WHAT IS EXPECTED: Copy every one of the entries below word for word, leaving out the pictures.
** START **
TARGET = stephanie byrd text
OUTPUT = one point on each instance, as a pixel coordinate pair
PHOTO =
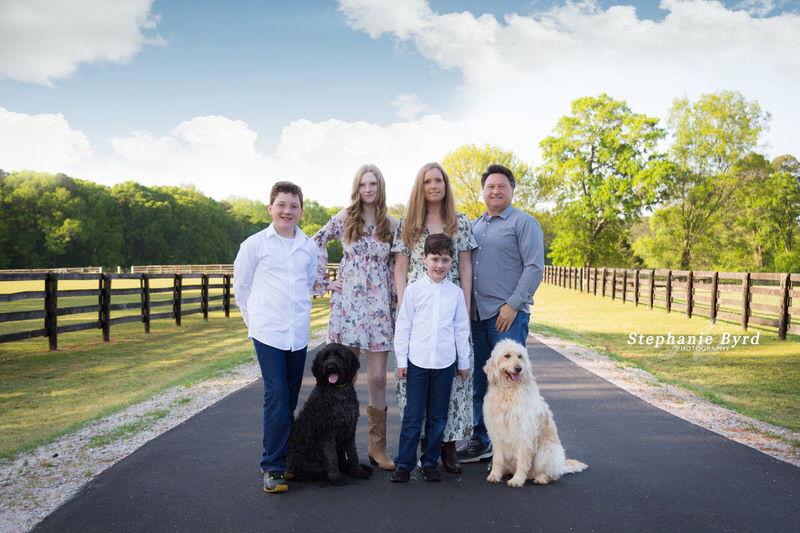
(725, 339)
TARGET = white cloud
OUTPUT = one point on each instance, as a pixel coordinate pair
(408, 106)
(44, 142)
(521, 75)
(218, 155)
(215, 153)
(45, 40)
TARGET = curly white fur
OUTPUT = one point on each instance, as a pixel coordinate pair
(520, 423)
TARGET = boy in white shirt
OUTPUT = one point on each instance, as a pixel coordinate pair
(431, 340)
(272, 278)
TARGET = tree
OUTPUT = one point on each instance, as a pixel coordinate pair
(466, 164)
(710, 137)
(602, 169)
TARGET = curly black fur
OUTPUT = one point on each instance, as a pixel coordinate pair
(322, 444)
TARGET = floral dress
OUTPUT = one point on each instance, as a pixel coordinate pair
(459, 414)
(361, 315)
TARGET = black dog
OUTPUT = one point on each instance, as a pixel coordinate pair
(322, 444)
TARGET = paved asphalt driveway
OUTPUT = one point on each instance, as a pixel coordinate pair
(648, 471)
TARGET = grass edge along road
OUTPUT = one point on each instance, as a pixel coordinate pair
(44, 395)
(758, 376)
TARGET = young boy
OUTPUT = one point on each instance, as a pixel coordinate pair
(431, 339)
(272, 279)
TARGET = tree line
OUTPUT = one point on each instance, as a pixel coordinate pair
(620, 189)
(615, 188)
(51, 221)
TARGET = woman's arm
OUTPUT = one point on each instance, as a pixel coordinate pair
(401, 263)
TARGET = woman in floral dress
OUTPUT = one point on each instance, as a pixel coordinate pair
(363, 295)
(431, 209)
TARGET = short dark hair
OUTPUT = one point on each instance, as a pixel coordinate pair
(439, 244)
(498, 169)
(287, 187)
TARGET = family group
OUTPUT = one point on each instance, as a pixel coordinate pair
(437, 289)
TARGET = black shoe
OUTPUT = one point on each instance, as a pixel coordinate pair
(400, 475)
(431, 473)
(475, 451)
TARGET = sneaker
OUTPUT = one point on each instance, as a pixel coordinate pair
(475, 451)
(275, 482)
(288, 476)
(431, 473)
(400, 475)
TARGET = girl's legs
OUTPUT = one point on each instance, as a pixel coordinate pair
(376, 409)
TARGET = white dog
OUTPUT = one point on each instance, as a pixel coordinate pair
(520, 423)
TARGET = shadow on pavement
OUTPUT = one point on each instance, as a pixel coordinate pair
(648, 471)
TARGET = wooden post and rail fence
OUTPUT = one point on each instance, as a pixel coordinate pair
(764, 299)
(181, 289)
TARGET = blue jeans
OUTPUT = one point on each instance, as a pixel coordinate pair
(484, 338)
(282, 371)
(427, 389)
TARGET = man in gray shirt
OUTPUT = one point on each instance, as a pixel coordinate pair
(507, 268)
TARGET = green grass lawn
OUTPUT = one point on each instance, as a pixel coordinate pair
(46, 394)
(759, 380)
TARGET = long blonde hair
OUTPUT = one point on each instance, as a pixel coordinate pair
(414, 225)
(354, 220)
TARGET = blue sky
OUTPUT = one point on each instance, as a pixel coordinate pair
(232, 96)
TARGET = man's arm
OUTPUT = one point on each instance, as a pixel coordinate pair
(530, 244)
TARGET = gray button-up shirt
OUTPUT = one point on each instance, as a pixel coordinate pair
(508, 264)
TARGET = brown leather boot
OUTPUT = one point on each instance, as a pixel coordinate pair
(449, 458)
(376, 451)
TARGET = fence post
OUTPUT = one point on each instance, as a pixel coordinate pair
(145, 283)
(613, 284)
(603, 285)
(226, 294)
(176, 298)
(51, 309)
(624, 285)
(714, 291)
(745, 300)
(204, 296)
(105, 306)
(669, 291)
(783, 318)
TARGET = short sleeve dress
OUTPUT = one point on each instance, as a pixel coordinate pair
(361, 315)
(459, 415)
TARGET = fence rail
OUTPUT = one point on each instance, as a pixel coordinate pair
(181, 269)
(714, 295)
(178, 303)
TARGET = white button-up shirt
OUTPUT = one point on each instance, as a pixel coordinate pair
(432, 328)
(272, 280)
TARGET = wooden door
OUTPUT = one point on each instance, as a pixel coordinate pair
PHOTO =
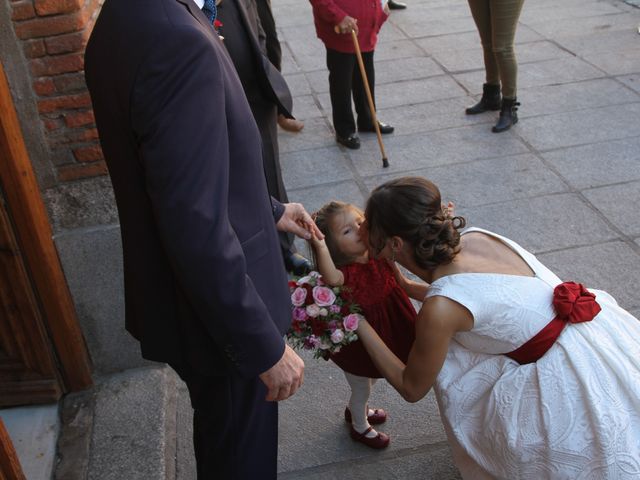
** END **
EXERCISE RESPONSE:
TARGET = stephanie byrd text
OUTPUT = one point on each instance, as a pixel coordinate pair
PHOTO =
(725, 339)
TARGET = white cloud
OUTPUT = one point on each instance, as a pixel coordinate pair
(408, 106)
(44, 142)
(521, 75)
(218, 155)
(215, 153)
(45, 40)
TARGET = curly white fur
OUTPUT = one point on each instance, as a pixel coordinate pair
(520, 423)
TARGET = boy in white shirt
OUTPUT = one point on each instance, as a pixel coordinate pair
(431, 340)
(272, 278)
TARGET = tree
OUTPUT = one point on each instance, as a pixel coordinate pair
(466, 164)
(710, 137)
(602, 169)
TARGET = curly black fur
OUTPUT = one point on each instance, as a pixel coordinate pair
(322, 444)
TARGET = floral dress
OUTPUT = one point on each instance, as a pixel coordinate pair
(459, 414)
(361, 315)
TARGET = black dog
OUTPUT = one point on each instance, as a pixel coordinate pair
(322, 444)
TARGET = paved asphalt driveway
OUTPUT = one point on each instance, as a pixel coordinate pair
(648, 471)
TARGET = grass edge along road
OUTPUT = one point on each instance, as a pixel coordinate pair
(44, 395)
(758, 376)
TARGET = young boy
OUTPUT = one point on each instance, as a pixel coordinate pair
(431, 339)
(272, 279)
TARGET = tree line
OUTPUT = one point on each instance, as a pixel coordinate pair
(620, 189)
(615, 188)
(51, 221)
TARGET = woman's arm
OUTPUT = one point on each instance, as a pixel coordinate pair
(401, 263)
TARGET = woman in floral dress
OUTPUT = one point on each instance, as a pixel coordinate pair
(363, 295)
(431, 209)
TARGET = short dark hair
OUTPUT = one point on each instance, as a pixel coordinate pair
(439, 244)
(498, 169)
(287, 187)
TARGET = family group
OUTPUT = one point on each instance, as a pixel coordinate pair
(437, 289)
TARGET = black shoe
OUTPUT = one point on each instance, as a pixel coordinate pair
(400, 475)
(431, 473)
(475, 451)
TARGET = sneaker
OUTPUT = one point on each instance, as a pixel coordinate pair
(475, 451)
(275, 482)
(288, 476)
(431, 473)
(400, 475)
TARGET = girl's legs
OUTPUT = one point on each instance, as a pixel coordinate pair
(376, 409)
TARGET = white dog
OUTPUT = one point on each instance, as a pixel coordinate pair
(520, 423)
TARGET = shadow on pavement
OUTPUT = one point on each instance, as a pixel coordinate pair
(648, 471)
TARGET = wooden post and rail fence
OUTPUT = one point on each instance, as a pixel coordinate pair
(764, 299)
(181, 289)
TARGET = blue jeans
OUTPUT = one point on each instance, as a pixel coordinate pair
(484, 338)
(282, 371)
(427, 389)
TARGET = man in gray shirt
OUTPUT = one point on each instance, as a pixel coordinate pair
(507, 268)
TARGET = green grass lawn
OUTPUT = one point on each instance, as a pixel coordinate pair
(46, 394)
(759, 380)
TARGET = long blonde hair
OUTPUT = one point on each instance, as a pixel coordinate pair
(414, 225)
(354, 220)
TARGET = blue sky
OUTPUT = one point on each instance, as a pixel coordinate pair
(232, 96)
TARGET = man's arm
OUTPUT = one point on each instance, as a pixel coordinate pair
(530, 244)
TARGET = gray button-up shirt
OUTPUT = one point on each instance, as a pixel coordinate pair
(508, 264)
TARGET = brown leather boot
OUTPUT = one point on each instance, as a pixel coordinate pair
(449, 458)
(376, 451)
TARGET = fence post
OUTPUT = one point on each instance, as a pixel coordinate pair
(145, 283)
(613, 284)
(603, 285)
(226, 294)
(176, 298)
(51, 309)
(624, 285)
(714, 291)
(745, 300)
(204, 296)
(105, 306)
(669, 291)
(783, 318)
TARGET = short sleeve dress
OUTPUT = one point on each instance, as a pixel coordinate pair
(361, 315)
(459, 415)
TARGET = fence rail
OUTPUT = one point on each instance, as a pixel coordinate pair
(181, 269)
(714, 295)
(178, 303)
TARGET = white button-up shirt
OUTPUT = one point on each instance, as a pixel coordinate pair
(432, 328)
(272, 280)
TARGET = wooden door
OUTPUT = one point on each instance, as a pixel coordinate pair
PHOTO =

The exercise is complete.